We need cross-border labour frameworks, legal migration pathways and regional agreements that reduce the chaos that smugglers, exploiters, and politicians feed on. If East Africa can move towards freer movement, then Sadc should not remain trapped in old habits of fear and administrative delay.
Indeed, the whole continent should continue moving towards easier movement for Africans. Not because borders do not exist, but because borders should not become weapons against our own people.
There is wisdom in the idea of using national identity documents to ease movement between neighbouring countries, provided such systems are secure, fair and well-administered.
The point is not careless openness; the point is dignified mobility. Africans should not have to feel like criminals simply for crossing into another African country to work, trade, study or visit family.
A brother should be able to visit a brother. A sister should be able to seek opportunity without being hunted. Regional integration is not a luxury. It is a necessity if Africa is to stop bleeding talent, labour and trust across artificial lines. The more we co-operate, the less we will fear one another.
But integration alone will not solve everything. We also need hard social truth. Communities under pressure need jobs, housing, clinics, schools and transparent local governance. If local residents believe foreigners are getting more attention than they are, resentment will continue to grow. That resentment must be addressed with facts, fairness and decent service delivery.
Governments must ensure that undocumented migration is handled lawfully, but lawfulness must never slide into collective punishment. Shops cannot be shut down by mobs.
Families cannot be evicted by threats. People cannot be chased from neighbourhoods because they are seen as convenient explanations for structural failure.
We also need a better political language across the continent. Too often leaders speak about sovereignty while ignoring solidarity.
--- --- ---
ASSIGNED TASK 1: According to the passage on African mobility, what do communities under pressure need?
ASSIGNED TASK 2: Transcribe part of the passage on African mobility, beginning at the words "There is wisdom" and stopping after "fear one another.".
The items that follow have no connection to the passage on African mobility.
--- --- ---
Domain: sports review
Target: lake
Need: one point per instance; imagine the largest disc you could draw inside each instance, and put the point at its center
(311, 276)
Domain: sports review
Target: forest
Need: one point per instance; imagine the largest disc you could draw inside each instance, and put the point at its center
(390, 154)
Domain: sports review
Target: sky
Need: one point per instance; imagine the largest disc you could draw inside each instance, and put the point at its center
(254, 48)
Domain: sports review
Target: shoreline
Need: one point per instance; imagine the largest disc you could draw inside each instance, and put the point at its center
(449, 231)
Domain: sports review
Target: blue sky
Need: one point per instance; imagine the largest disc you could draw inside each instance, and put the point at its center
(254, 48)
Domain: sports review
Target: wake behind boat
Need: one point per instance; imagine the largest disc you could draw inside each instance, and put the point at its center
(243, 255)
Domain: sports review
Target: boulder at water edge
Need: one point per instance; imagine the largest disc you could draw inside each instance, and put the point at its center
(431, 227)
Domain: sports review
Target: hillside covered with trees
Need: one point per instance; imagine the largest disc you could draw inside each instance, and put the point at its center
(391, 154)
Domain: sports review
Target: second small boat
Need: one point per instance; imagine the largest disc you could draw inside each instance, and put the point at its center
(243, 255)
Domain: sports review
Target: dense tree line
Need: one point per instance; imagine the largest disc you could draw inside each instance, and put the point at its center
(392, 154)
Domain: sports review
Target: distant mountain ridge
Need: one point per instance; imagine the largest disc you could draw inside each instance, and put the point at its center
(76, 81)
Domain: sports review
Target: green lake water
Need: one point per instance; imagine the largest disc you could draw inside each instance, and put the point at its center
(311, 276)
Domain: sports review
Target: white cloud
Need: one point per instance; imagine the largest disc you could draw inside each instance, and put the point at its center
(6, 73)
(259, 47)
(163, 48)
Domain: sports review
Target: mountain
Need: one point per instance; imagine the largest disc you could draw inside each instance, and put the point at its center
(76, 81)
--- --- ---
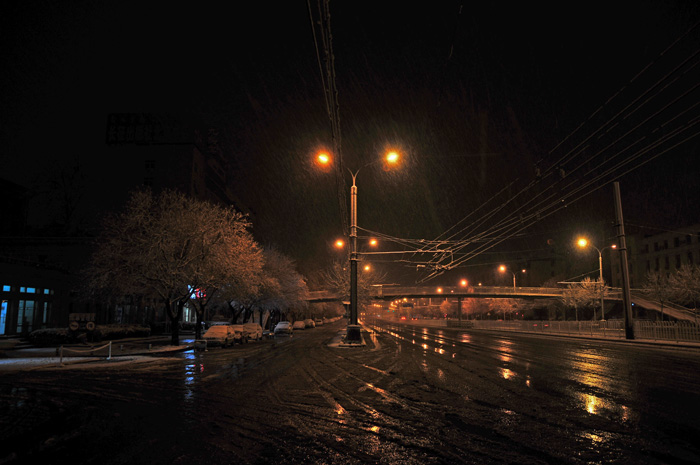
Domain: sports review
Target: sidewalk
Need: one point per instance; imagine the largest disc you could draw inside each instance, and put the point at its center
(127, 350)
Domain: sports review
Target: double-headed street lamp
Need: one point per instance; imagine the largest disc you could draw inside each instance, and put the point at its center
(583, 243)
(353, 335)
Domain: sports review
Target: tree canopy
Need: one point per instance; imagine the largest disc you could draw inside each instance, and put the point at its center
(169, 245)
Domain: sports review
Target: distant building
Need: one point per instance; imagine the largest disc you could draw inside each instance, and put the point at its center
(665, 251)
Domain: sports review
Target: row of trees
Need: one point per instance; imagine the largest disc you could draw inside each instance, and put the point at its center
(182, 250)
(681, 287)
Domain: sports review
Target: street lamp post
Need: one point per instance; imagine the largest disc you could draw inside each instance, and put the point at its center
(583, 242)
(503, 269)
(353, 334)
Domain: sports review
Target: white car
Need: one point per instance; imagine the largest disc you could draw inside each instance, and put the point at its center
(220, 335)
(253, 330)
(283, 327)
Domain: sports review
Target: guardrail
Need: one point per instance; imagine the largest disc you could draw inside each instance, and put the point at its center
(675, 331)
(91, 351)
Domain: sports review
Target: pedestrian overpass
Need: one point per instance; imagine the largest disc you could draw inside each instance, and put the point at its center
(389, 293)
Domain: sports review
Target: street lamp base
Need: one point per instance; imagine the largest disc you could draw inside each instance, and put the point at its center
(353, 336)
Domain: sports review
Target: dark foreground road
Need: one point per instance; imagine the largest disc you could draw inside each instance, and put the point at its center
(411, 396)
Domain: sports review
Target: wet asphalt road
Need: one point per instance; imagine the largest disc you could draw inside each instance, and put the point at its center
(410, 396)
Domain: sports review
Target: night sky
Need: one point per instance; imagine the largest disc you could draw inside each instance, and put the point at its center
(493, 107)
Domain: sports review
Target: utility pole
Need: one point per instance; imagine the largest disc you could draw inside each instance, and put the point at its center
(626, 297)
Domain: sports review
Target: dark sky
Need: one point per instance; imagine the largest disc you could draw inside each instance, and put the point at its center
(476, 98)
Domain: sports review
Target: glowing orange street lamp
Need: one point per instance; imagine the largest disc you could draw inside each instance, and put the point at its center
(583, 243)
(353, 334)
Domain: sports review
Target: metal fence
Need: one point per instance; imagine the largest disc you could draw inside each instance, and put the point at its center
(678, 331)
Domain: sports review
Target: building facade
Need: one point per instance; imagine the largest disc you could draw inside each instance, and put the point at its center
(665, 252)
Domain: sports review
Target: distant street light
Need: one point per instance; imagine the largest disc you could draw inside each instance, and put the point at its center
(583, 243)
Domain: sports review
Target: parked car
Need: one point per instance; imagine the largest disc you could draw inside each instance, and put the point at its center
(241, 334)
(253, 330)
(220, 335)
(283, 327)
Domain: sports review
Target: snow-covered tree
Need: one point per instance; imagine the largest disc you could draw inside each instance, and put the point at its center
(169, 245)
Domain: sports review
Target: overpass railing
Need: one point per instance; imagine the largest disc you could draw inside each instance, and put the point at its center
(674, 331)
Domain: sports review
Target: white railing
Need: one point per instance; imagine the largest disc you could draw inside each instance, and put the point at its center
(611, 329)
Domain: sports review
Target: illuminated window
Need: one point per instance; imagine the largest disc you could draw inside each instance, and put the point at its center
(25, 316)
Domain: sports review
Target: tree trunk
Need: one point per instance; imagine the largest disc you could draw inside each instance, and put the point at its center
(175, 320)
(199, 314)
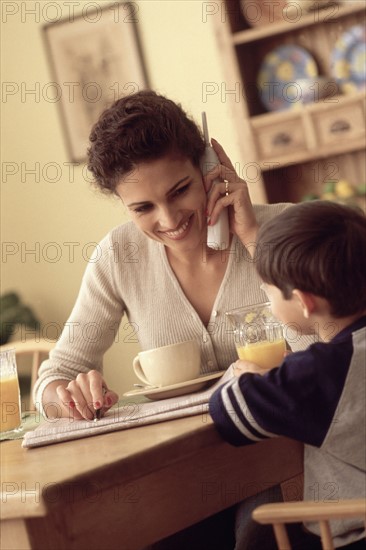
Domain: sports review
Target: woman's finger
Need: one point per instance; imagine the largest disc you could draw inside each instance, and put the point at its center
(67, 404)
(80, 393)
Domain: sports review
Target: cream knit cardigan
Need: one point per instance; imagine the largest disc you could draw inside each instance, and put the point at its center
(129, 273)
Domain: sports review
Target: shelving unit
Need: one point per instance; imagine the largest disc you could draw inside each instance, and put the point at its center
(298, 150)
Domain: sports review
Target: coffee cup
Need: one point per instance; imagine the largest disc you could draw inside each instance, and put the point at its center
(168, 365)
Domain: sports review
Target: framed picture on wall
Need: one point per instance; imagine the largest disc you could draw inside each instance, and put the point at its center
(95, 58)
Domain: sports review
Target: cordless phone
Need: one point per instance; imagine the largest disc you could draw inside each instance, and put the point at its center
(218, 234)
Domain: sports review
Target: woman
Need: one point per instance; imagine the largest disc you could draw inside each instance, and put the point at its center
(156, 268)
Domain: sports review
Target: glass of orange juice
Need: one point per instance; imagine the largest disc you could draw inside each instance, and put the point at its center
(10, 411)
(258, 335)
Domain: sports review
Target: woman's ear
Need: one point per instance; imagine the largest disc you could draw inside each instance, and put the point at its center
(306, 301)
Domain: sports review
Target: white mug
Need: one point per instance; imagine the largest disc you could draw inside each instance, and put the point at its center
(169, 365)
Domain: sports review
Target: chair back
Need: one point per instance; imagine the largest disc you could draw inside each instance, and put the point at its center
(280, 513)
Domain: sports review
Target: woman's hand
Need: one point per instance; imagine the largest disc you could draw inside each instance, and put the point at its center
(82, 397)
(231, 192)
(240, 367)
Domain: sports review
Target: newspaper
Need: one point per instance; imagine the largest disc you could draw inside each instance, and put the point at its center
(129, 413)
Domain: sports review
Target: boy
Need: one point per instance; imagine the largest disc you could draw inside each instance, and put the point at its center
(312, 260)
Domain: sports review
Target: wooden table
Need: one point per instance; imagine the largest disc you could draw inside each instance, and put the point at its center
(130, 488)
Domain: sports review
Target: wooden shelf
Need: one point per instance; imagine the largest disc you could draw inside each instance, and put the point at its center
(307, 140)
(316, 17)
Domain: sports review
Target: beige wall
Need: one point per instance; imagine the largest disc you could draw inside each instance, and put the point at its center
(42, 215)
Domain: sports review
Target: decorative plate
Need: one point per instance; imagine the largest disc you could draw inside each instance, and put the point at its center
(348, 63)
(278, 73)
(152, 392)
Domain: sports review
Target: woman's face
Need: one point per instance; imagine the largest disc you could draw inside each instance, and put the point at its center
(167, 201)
--- --- ---
WRITTEN ANSWER 1: Jobs, housing, clinics, schools and transparent local governance.

WRITTEN ANSWER 2:
There is wisdom in the idea of using national identity documents to ease movement between neighbouring countries, provided such systems are secure, fair and well-administered.
The point is not careless openness; the point is dignified mobility. Africans should not have to feel like criminals simply for crossing into another African country to work, trade, study or visit family.
A brother should be able to visit a brother. A sister should be able to seek opportunity without being hunted. Regional integration is not a luxury. It is a necessity if Africa is to stop bleeding talent, labour and trust across artificial lines. The more we co-operate, the less we will fear one another.